Task objective: Present every line of the entries below as a Markdown table with two columns, Row and Line. Number the rows in order and leave out blank lines.

Items stored from a collection:
★ ★ ★

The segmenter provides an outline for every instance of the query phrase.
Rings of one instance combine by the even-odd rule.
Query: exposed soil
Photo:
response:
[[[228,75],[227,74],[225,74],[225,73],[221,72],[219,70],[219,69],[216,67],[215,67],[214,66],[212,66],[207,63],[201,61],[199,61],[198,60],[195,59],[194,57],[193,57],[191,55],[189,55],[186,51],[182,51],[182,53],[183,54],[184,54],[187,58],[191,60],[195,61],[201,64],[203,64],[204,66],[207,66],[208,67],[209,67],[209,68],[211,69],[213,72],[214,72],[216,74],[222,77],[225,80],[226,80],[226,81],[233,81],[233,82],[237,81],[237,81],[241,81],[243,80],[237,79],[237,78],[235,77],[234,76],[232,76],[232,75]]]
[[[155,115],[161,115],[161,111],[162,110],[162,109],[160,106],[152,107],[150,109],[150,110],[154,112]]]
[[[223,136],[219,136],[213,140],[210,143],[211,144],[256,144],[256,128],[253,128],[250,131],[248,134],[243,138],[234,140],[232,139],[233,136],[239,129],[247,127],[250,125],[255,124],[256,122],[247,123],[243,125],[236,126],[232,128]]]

★ ★ ★

The reply:
| Row | Line |
|---|---|
| 1 | The segmenter provides an outline for every instance of the query phrase. |
| 2 | Rings of one instance combine by the even-odd rule. |
| 3 | Query: exposed soil |
| 4 | Photo: |
| 5 | response: |
| 6 | [[[228,75],[227,74],[225,74],[225,73],[221,72],[219,70],[219,69],[216,67],[215,67],[214,66],[212,66],[207,63],[201,61],[199,61],[198,60],[195,59],[194,57],[193,57],[191,55],[189,55],[186,51],[182,51],[182,53],[183,54],[184,54],[187,58],[191,60],[195,61],[201,64],[203,64],[204,66],[207,66],[208,67],[209,67],[209,68],[211,69],[213,72],[214,72],[216,74],[222,77],[225,80],[226,80],[226,81],[233,81],[233,82],[237,81],[237,81],[241,81],[243,80],[237,79],[237,78],[235,77],[234,76],[232,76],[232,75]]] |
| 7 | [[[155,115],[161,115],[161,111],[162,110],[162,109],[160,106],[152,107],[150,109],[150,110],[154,112]]] |
| 8 | [[[223,136],[219,136],[213,140],[210,143],[211,144],[256,144],[256,128],[253,128],[250,131],[248,134],[243,138],[234,140],[232,139],[233,136],[239,129],[247,127],[250,125],[255,124],[256,122],[247,123],[243,125],[236,126],[232,128]]] |